Aim of the exercise:
Recast as a JSON list of strings, one string per line and with blank lines omitted, the data starting with the line containing "Query: white crease line" and running through the line containing "Mark the region of every instance of the white", both included.
○ ○ ○
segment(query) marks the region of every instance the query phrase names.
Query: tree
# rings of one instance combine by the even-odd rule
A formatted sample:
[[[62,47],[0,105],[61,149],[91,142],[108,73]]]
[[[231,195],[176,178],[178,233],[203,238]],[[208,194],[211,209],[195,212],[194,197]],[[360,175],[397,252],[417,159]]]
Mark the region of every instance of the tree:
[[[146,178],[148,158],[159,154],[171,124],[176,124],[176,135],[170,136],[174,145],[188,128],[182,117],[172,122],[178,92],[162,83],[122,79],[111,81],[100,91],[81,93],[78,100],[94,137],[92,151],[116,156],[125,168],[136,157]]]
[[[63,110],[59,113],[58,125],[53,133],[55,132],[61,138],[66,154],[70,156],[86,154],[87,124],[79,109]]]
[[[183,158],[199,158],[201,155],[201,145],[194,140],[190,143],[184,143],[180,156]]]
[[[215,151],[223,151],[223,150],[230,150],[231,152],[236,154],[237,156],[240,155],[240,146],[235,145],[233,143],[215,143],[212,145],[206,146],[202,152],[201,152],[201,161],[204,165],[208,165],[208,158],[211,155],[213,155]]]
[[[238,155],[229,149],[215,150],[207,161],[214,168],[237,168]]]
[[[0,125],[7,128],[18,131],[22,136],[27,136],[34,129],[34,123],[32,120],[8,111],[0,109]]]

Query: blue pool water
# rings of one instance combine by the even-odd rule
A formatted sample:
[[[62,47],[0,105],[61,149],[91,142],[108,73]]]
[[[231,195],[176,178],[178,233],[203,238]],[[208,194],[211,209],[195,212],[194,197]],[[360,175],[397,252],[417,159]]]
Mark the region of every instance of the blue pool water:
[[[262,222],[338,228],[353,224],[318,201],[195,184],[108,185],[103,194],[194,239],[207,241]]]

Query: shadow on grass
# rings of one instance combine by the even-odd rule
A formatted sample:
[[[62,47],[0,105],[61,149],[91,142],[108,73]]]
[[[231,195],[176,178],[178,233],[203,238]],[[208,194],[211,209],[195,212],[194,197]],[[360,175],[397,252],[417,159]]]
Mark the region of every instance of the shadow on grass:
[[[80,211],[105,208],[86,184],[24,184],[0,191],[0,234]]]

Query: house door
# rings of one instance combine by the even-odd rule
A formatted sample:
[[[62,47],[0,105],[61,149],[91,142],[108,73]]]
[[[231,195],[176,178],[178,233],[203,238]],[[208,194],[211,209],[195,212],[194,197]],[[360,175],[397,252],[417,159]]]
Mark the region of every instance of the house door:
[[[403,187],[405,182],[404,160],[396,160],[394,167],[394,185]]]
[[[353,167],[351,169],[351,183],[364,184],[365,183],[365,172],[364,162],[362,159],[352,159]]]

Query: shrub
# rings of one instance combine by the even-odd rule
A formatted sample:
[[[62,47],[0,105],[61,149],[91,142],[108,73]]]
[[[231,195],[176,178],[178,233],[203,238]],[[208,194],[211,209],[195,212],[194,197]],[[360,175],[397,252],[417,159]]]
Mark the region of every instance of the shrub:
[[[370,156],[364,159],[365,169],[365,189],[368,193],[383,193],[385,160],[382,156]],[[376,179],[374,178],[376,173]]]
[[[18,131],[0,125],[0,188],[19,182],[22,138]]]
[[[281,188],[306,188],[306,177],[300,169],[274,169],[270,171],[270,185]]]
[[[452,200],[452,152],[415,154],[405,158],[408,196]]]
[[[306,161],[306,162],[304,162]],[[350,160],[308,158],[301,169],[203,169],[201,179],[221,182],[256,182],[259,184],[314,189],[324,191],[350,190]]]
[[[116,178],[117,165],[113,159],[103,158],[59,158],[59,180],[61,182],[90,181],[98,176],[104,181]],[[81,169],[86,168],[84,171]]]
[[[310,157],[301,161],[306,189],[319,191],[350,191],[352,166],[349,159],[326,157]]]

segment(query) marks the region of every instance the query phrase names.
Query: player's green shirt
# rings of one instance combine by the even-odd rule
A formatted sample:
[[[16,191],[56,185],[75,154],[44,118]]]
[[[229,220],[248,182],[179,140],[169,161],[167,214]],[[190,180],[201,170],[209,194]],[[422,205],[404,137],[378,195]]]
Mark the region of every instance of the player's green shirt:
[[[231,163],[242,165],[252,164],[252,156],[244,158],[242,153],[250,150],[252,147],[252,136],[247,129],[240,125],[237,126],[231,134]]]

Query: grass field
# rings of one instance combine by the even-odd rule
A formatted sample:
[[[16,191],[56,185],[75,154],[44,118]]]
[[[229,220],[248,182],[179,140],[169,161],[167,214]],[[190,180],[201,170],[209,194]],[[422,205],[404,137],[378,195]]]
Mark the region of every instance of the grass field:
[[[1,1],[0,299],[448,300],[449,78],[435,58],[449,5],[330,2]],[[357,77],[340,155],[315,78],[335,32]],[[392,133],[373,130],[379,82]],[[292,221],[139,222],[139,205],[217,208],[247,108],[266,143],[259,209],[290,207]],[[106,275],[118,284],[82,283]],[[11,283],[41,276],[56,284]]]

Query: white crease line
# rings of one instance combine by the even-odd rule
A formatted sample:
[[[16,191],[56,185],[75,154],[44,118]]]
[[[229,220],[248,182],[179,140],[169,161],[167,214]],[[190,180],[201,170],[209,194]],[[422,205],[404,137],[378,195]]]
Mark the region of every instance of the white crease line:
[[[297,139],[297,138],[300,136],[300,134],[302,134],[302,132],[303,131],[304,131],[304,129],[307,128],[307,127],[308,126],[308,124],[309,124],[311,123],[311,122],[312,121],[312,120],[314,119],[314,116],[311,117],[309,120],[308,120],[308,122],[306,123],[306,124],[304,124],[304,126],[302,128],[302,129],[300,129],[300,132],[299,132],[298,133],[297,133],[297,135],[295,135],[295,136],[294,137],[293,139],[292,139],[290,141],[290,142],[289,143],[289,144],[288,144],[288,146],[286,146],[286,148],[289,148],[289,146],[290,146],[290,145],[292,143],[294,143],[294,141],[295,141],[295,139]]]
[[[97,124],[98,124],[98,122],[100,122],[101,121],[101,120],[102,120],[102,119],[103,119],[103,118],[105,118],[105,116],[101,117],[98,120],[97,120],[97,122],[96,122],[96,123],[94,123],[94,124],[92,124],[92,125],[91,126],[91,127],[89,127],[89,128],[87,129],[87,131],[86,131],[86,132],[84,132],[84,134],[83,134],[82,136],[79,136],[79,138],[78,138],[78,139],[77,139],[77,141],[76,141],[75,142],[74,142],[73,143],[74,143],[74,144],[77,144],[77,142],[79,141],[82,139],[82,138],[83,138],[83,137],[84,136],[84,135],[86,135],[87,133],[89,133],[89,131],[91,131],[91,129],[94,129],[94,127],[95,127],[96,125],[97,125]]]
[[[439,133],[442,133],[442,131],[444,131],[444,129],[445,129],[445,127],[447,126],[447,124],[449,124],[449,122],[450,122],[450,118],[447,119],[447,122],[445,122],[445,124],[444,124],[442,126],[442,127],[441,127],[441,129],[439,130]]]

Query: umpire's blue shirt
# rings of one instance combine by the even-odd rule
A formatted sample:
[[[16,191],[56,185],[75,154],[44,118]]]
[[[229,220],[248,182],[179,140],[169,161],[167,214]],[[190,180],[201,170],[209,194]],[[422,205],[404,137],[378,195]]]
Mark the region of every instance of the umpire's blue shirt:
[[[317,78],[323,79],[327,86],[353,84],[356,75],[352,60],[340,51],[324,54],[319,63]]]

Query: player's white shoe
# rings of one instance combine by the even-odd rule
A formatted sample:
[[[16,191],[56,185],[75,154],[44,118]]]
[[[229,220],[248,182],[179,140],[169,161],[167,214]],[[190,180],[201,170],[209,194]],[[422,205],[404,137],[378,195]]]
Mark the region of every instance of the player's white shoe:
○ ○ ○
Exercise answer:
[
  "Query: white crease line",
  "# rings of one instance combine by the even-odd rule",
  "A formatted sample:",
  "[[[16,191],[56,185],[75,154],[44,118]]]",
  "[[[229,220],[248,182],[179,140],[169,161],[167,214]],[[190,180],[201,170],[209,194]],[[422,205],[404,137],[378,195]]]",
  "Mark the region of every instance of the white crease line:"
]